Exercise data Start Marker

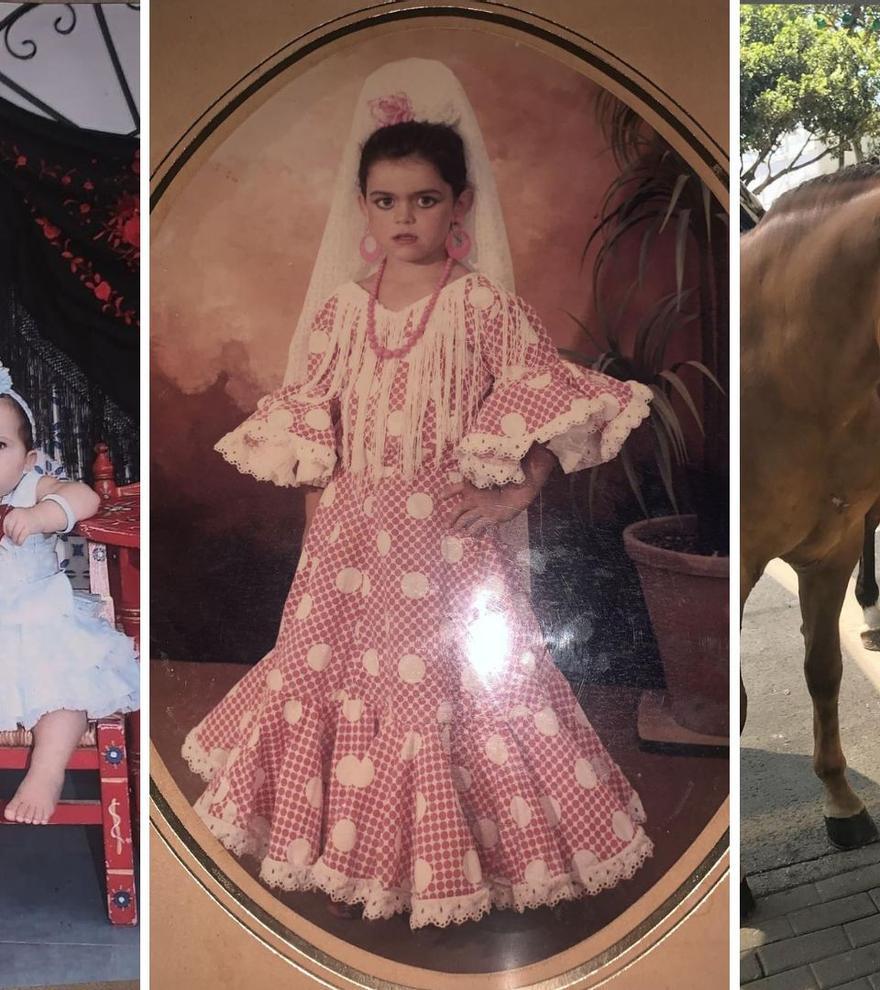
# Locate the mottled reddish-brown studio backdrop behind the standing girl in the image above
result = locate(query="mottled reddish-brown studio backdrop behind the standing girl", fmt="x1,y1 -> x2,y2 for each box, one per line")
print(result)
151,30 -> 727,971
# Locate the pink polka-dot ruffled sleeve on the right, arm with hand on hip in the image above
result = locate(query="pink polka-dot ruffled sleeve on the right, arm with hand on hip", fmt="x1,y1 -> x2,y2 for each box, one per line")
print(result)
458,285 -> 651,488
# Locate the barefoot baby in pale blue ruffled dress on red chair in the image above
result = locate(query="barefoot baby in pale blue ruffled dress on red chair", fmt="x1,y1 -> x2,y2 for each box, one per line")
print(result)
0,367 -> 139,825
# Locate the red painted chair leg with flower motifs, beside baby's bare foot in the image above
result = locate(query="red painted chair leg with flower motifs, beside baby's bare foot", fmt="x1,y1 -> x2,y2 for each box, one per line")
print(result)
97,717 -> 137,925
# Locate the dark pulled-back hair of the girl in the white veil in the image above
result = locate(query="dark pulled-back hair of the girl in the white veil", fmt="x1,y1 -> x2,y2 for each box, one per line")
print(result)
358,120 -> 467,199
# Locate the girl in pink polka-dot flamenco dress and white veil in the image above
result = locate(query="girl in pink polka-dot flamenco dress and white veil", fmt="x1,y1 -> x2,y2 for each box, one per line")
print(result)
184,59 -> 652,928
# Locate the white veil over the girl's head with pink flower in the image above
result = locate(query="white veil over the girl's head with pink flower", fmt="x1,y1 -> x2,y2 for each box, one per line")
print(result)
284,58 -> 514,385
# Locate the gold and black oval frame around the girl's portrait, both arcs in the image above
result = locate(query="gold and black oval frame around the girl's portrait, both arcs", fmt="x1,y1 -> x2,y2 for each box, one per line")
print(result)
150,5 -> 729,990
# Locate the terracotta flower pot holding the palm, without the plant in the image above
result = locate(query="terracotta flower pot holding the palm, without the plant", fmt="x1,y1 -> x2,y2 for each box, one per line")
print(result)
623,516 -> 730,736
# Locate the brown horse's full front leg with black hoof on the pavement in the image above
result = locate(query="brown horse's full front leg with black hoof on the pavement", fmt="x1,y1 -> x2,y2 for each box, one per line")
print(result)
798,530 -> 878,849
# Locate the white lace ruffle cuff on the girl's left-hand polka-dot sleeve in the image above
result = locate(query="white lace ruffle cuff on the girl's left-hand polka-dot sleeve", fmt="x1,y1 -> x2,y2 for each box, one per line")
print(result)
214,420 -> 336,488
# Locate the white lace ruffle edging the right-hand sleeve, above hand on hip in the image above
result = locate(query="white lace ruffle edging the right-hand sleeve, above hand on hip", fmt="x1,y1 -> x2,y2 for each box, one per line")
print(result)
458,381 -> 652,488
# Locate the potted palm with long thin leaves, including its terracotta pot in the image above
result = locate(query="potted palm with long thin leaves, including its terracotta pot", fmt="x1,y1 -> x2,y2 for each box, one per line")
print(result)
564,94 -> 729,743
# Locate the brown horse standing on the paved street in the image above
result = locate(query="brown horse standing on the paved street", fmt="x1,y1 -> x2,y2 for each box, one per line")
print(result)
740,165 -> 880,868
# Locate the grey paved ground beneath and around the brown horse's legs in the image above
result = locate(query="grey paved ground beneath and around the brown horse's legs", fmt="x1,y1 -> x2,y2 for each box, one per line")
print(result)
740,536 -> 880,990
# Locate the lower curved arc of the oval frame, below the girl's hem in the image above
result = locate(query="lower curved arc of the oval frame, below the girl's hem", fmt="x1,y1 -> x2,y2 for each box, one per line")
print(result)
150,747 -> 729,990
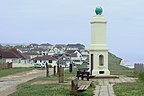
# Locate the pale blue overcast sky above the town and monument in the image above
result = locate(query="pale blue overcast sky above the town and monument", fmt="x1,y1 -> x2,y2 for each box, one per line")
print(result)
0,0 -> 144,60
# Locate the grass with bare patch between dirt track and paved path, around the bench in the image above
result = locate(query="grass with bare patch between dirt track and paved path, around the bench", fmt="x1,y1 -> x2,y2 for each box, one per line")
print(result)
10,70 -> 94,96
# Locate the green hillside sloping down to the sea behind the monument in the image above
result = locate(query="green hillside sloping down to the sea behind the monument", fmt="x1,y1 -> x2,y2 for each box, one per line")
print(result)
108,52 -> 129,73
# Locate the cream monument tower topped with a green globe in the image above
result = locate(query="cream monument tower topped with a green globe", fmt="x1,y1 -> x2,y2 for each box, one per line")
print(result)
89,7 -> 110,76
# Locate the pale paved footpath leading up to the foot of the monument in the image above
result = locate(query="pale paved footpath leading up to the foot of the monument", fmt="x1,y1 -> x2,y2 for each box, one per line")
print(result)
92,76 -> 137,96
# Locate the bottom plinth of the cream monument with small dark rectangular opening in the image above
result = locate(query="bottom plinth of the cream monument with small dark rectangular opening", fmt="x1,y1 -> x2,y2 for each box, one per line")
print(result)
92,69 -> 110,76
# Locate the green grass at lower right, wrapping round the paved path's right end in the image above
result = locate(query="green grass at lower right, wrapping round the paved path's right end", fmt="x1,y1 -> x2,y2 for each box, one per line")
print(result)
114,70 -> 144,96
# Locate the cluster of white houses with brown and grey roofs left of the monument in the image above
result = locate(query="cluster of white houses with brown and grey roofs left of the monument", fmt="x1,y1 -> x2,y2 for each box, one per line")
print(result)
0,43 -> 89,67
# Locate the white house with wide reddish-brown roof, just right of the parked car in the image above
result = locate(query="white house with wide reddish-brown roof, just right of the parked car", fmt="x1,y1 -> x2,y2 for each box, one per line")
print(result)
32,55 -> 57,67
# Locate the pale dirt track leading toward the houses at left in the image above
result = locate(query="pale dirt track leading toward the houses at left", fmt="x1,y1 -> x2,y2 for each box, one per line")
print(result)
0,69 -> 53,96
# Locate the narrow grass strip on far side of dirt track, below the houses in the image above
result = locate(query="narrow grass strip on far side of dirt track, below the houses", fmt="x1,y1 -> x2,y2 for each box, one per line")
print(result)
0,67 -> 33,77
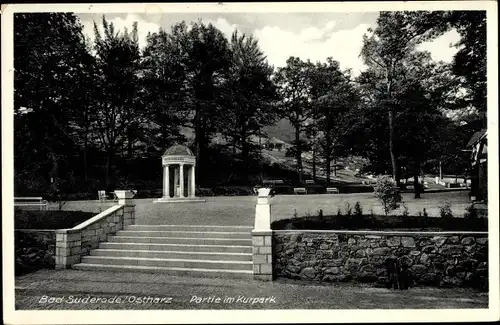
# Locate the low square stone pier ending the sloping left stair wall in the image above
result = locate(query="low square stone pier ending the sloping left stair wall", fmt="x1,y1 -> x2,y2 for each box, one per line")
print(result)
55,229 -> 82,269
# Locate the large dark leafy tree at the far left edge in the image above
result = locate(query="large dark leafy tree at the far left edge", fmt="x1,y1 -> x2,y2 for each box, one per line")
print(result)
14,13 -> 89,191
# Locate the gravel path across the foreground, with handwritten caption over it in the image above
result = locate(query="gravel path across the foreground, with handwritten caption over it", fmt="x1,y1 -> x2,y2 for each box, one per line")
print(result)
15,270 -> 488,310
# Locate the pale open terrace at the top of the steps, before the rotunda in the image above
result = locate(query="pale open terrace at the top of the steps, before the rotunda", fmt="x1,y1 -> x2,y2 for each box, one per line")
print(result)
58,191 -> 470,226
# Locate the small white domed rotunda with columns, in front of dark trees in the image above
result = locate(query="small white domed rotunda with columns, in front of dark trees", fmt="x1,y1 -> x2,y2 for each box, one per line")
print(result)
154,145 -> 205,203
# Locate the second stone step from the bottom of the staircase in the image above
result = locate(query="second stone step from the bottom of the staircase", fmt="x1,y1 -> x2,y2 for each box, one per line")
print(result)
81,256 -> 252,271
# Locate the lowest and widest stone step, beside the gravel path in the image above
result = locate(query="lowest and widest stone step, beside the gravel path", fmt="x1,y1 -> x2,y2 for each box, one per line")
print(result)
72,263 -> 253,279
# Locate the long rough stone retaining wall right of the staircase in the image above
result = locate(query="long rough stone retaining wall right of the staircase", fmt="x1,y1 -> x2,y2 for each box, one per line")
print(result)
273,231 -> 488,289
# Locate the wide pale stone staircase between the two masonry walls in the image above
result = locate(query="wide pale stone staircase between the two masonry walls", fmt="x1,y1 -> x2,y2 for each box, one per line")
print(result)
72,225 -> 253,279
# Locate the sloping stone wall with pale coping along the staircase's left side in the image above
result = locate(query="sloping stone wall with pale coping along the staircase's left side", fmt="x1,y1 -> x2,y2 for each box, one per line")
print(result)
56,205 -> 135,269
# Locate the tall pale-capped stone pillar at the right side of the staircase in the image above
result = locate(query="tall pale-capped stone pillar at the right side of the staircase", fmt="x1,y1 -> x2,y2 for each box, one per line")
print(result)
252,188 -> 273,281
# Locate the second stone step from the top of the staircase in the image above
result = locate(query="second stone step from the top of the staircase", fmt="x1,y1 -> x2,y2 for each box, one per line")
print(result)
108,235 -> 252,246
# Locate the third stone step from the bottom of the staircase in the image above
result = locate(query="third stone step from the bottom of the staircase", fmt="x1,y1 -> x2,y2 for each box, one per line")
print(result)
90,249 -> 252,261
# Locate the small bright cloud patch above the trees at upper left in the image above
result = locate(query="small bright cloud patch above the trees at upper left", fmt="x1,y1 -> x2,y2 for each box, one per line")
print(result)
82,14 -> 160,48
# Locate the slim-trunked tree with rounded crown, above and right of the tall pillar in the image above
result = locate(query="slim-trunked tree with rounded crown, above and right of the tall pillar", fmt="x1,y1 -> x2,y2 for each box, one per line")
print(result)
274,57 -> 314,182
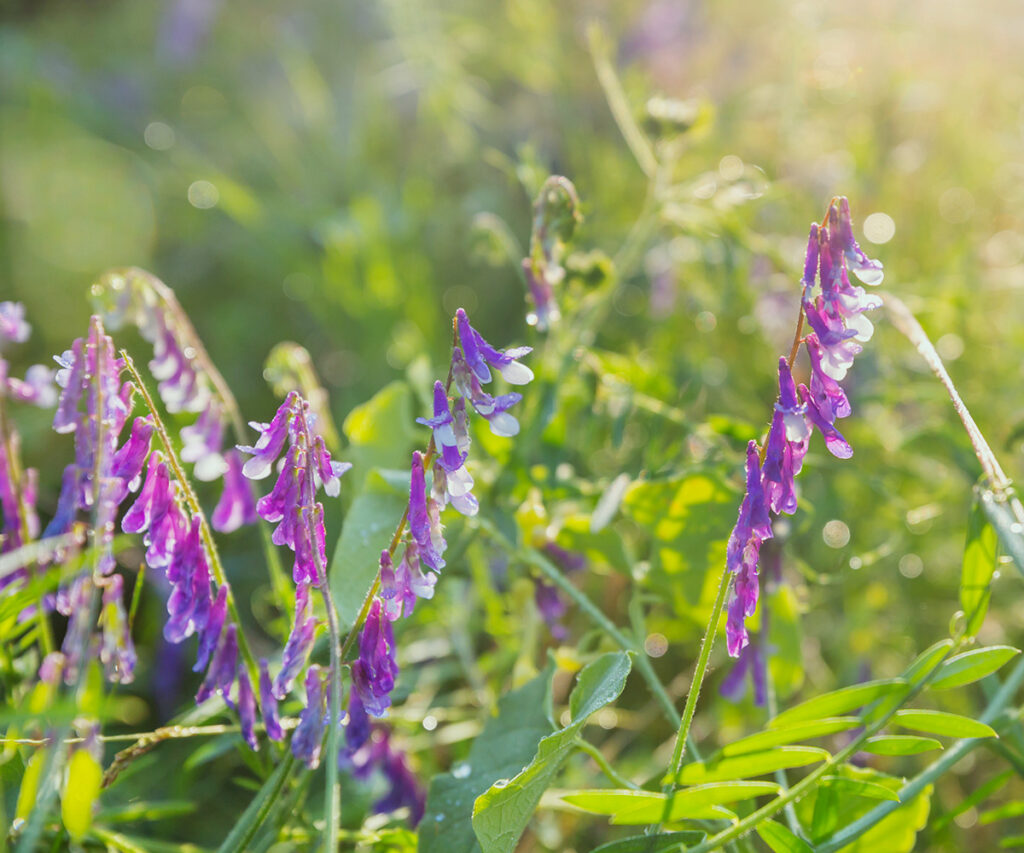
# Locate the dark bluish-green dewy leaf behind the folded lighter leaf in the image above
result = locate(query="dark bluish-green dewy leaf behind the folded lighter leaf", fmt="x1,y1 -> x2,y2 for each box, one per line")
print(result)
419,668 -> 553,853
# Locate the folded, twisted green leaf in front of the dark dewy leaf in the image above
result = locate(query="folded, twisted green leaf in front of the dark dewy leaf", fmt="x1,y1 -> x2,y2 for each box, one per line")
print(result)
473,651 -> 631,853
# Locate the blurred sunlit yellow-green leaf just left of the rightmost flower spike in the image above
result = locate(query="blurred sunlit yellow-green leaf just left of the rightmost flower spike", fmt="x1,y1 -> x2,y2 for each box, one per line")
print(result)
623,473 -> 737,626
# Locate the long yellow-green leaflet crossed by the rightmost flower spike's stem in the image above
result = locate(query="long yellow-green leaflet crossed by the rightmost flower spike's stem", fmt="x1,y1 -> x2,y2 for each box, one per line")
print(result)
561,781 -> 779,825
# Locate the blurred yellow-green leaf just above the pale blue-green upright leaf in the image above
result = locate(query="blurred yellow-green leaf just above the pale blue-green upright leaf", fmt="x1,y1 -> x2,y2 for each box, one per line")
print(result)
341,381 -> 416,485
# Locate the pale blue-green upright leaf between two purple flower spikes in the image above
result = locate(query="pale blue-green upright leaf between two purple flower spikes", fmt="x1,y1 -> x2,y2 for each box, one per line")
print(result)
330,470 -> 409,629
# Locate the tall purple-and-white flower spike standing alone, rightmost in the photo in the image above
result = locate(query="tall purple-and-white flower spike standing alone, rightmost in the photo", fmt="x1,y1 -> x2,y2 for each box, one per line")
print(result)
726,198 -> 883,657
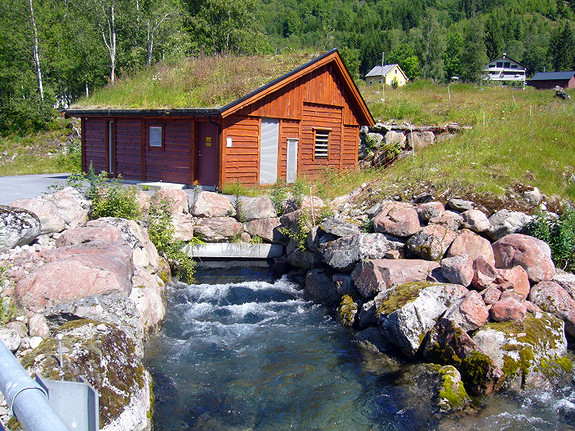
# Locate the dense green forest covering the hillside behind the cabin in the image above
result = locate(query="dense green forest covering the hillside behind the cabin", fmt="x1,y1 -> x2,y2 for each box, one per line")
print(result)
0,0 -> 575,135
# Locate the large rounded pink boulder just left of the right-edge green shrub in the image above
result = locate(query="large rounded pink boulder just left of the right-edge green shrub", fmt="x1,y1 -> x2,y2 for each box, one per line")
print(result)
493,234 -> 555,283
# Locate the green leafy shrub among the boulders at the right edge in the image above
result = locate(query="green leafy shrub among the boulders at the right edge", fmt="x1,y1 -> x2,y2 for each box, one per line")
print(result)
525,206 -> 575,272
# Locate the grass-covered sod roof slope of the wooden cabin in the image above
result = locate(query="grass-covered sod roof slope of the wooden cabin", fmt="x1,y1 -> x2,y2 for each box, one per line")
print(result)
72,52 -> 318,109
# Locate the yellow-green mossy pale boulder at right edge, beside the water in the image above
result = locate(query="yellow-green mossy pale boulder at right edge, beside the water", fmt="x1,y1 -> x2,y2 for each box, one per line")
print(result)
473,313 -> 571,389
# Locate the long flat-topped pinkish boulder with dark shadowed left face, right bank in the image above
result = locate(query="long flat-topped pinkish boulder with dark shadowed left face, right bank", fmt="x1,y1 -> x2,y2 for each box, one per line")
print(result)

Exercise data End Marker

Activity - Of the entries listed above, reproduce only the lines starting at the line containing "# Locate the long yellow-green" and ending at the line containing "# Locate the pale blue-green". Include both, exactly as they stand.

Answer section -
# Locate the long yellow-green leaflet crossed by the rightmost flower spike's stem in the image above
result = locate(query="long yellow-green leaflet crossed by the rightmost flower spike's stem", fmt="x1,y1 -> x2,y2 for each box, one per line")
print(result)
561,781 -> 779,825
# Locate the blurred yellow-green leaf just above the pale blue-green upright leaf in the image above
result = locate(query="blurred yellow-green leaf just above the pale blue-green upright leaf", fmt="x1,y1 -> x2,y2 for each box, one per line")
print(result)
341,381 -> 416,485
# Locate the pale blue-green upright leaf between two purple flower spikes in the image above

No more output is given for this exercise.